(EXERCISE INSTRUCTIONS)
Reproduce the records from the line containing "Objective — a point for each instance of the lamp arm" through the end, replacing every "Markers" with "Points" and leaving everything else untouched. Return only those lines.

--- begin RECORDS FOR THE EXERCISE ---

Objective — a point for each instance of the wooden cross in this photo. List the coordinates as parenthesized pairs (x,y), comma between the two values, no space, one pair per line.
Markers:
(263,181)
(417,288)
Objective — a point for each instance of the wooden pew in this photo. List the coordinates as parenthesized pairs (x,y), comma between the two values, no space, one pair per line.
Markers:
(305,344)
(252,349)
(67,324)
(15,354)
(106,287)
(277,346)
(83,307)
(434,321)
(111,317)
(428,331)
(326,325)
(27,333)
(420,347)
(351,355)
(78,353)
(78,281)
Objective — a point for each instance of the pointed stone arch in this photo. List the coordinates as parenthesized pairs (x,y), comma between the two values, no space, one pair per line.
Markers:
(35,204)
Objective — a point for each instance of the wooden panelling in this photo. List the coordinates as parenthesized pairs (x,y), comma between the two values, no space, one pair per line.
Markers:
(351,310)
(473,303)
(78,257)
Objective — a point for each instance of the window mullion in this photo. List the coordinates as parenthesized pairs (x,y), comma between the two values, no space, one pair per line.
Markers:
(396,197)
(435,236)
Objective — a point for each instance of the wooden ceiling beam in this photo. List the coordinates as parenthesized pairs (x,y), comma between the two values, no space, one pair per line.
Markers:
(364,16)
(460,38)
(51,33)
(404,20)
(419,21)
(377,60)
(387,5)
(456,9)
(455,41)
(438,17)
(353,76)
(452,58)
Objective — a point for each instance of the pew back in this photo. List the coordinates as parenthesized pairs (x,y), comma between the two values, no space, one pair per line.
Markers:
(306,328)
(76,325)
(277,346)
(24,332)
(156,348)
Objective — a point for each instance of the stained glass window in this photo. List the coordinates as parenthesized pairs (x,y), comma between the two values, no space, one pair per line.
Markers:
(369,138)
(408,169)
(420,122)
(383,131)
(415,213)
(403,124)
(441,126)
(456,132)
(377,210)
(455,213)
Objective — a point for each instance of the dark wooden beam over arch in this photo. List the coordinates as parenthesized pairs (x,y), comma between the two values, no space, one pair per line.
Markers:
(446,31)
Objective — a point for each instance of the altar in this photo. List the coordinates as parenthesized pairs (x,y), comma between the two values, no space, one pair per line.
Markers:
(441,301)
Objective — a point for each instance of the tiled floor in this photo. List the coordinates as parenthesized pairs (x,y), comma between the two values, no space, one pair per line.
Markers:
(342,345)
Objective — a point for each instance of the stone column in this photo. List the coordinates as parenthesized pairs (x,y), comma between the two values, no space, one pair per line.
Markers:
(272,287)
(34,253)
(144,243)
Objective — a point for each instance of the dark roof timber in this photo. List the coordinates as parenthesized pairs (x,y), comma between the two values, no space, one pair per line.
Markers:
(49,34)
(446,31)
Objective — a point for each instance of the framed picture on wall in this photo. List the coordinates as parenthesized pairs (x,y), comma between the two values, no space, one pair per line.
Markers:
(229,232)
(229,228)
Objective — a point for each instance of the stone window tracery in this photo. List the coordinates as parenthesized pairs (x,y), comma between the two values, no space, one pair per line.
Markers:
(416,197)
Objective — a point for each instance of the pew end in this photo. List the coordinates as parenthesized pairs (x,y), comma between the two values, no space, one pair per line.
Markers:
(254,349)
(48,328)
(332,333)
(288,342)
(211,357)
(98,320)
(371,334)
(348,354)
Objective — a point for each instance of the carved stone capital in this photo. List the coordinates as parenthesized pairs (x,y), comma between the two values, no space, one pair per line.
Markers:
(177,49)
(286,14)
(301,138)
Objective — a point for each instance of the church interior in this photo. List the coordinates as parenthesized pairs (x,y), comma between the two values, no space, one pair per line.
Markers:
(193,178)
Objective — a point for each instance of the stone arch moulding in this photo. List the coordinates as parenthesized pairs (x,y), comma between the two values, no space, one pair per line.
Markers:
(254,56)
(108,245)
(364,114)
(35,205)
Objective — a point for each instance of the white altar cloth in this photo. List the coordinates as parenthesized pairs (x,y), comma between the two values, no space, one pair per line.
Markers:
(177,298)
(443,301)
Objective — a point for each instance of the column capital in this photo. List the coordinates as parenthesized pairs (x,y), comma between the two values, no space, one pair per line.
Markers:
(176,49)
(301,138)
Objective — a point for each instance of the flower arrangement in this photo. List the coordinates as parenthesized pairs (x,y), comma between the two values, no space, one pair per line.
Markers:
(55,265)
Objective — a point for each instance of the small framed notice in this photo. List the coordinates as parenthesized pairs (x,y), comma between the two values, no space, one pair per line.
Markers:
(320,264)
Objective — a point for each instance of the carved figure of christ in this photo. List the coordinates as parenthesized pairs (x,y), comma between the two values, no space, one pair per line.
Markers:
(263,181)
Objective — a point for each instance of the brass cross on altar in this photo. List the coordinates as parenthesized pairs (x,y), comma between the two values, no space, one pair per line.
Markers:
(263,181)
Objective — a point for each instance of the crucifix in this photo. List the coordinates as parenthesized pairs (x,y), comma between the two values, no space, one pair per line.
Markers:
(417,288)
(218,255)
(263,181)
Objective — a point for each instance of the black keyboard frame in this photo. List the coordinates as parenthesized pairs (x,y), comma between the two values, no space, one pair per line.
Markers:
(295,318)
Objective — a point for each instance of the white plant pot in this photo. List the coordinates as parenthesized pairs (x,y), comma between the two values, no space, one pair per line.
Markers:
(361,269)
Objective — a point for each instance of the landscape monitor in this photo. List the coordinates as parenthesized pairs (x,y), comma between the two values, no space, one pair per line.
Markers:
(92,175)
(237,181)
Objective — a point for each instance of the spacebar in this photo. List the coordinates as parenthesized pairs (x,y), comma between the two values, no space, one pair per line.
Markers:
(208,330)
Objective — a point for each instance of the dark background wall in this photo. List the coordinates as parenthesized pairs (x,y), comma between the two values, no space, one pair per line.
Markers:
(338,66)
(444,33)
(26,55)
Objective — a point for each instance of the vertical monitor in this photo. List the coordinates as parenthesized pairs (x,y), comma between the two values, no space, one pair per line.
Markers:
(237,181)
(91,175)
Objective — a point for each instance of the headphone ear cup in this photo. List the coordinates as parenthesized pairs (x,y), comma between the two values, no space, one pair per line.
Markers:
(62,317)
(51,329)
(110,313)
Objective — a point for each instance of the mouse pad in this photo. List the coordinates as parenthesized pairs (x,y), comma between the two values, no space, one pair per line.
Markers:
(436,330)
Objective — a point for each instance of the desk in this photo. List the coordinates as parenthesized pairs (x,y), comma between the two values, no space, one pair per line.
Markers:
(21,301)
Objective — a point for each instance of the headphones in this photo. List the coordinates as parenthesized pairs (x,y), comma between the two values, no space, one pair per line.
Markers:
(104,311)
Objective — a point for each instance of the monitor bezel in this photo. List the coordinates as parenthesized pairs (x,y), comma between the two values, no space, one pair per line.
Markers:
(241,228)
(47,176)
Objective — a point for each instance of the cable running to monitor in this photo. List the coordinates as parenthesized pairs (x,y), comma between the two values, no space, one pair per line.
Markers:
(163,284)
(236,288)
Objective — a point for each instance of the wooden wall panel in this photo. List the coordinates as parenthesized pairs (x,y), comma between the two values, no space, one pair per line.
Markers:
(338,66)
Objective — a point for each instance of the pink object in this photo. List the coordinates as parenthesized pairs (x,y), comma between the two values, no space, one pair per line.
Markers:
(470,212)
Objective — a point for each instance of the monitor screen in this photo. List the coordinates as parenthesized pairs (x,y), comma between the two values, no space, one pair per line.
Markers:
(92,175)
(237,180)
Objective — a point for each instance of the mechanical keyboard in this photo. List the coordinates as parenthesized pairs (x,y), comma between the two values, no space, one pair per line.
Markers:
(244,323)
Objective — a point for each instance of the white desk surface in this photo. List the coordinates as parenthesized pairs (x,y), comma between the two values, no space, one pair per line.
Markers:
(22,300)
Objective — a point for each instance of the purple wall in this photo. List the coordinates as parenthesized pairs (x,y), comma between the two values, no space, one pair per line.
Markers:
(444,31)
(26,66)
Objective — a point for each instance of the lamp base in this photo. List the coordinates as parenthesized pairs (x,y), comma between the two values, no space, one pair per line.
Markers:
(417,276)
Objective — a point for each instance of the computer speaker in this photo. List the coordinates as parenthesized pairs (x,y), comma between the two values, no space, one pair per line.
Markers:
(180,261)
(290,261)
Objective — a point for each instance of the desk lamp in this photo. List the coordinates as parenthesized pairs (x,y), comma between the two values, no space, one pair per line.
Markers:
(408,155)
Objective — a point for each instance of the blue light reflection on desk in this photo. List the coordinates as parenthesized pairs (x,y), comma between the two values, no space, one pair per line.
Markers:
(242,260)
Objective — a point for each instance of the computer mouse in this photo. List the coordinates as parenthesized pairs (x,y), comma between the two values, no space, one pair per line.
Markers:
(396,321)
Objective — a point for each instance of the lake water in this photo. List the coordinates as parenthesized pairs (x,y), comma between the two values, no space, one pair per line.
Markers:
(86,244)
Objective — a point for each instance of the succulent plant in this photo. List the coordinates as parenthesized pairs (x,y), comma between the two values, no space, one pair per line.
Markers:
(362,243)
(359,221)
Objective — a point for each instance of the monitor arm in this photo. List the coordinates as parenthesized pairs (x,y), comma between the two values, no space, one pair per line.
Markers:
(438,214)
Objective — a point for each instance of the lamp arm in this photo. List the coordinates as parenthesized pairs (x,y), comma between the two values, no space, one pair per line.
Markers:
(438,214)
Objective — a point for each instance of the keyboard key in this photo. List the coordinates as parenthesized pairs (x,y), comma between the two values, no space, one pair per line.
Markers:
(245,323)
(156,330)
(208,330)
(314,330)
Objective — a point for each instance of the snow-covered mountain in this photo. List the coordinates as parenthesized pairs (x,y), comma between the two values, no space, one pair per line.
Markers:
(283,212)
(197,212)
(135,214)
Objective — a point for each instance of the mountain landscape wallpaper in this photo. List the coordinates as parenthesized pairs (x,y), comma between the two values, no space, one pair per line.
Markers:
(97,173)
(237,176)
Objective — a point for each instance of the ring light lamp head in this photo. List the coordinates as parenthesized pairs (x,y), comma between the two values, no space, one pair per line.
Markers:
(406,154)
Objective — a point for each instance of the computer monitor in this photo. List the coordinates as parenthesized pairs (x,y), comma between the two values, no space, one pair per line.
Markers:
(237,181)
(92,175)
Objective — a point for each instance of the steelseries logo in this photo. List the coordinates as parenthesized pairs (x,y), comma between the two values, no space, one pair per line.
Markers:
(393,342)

--- end RECORDS FOR THE EXERCISE ---

(REPLY TO THE TASK)
Objective — a point for each instance of the lamp arm in this photo. List the coordinates as parenthesized pairs (x,y), comma between the two values, no space, one pair per line.
Points:
(438,214)
Objective — a point for each instance of the keyboard key in this photo. List the coordinates as parenthesized pairs (x,y), comma between the two values, no space, one pair per line.
Points:
(245,323)
(156,330)
(208,330)
(314,330)
Objective — a point for each instance of the snow-covered mountain in this photo. List the coordinates as parenthesized pairs (x,y), comma between the two values, no space, one pair per line.
Points:
(283,212)
(197,212)
(135,214)
Objective — a point for each instance of the mountain landscape wallpaper in this photo. List the coordinates as parenthesized pairs (x,y), comma between the two values, no space, one pair per line.
Points:
(97,173)
(237,176)
Objective — a point for each instance of the ring light lamp head in this photo. List the coordinates as parenthesized pairs (x,y), comma between the two values, no space, one pair per line.
Points:
(406,154)
Objective — a point for each instance of the computer monitor in this photo. List the coordinates as parenthesized pairs (x,y), comma between the two values, no space, one pair per line.
Points:
(237,181)
(92,175)
Objective — a point for each instance of the steelseries logo in this photo. List the coordinates as parenthesized pairs (x,y), comma between the two values, no space, one pair per line.
Points:
(393,342)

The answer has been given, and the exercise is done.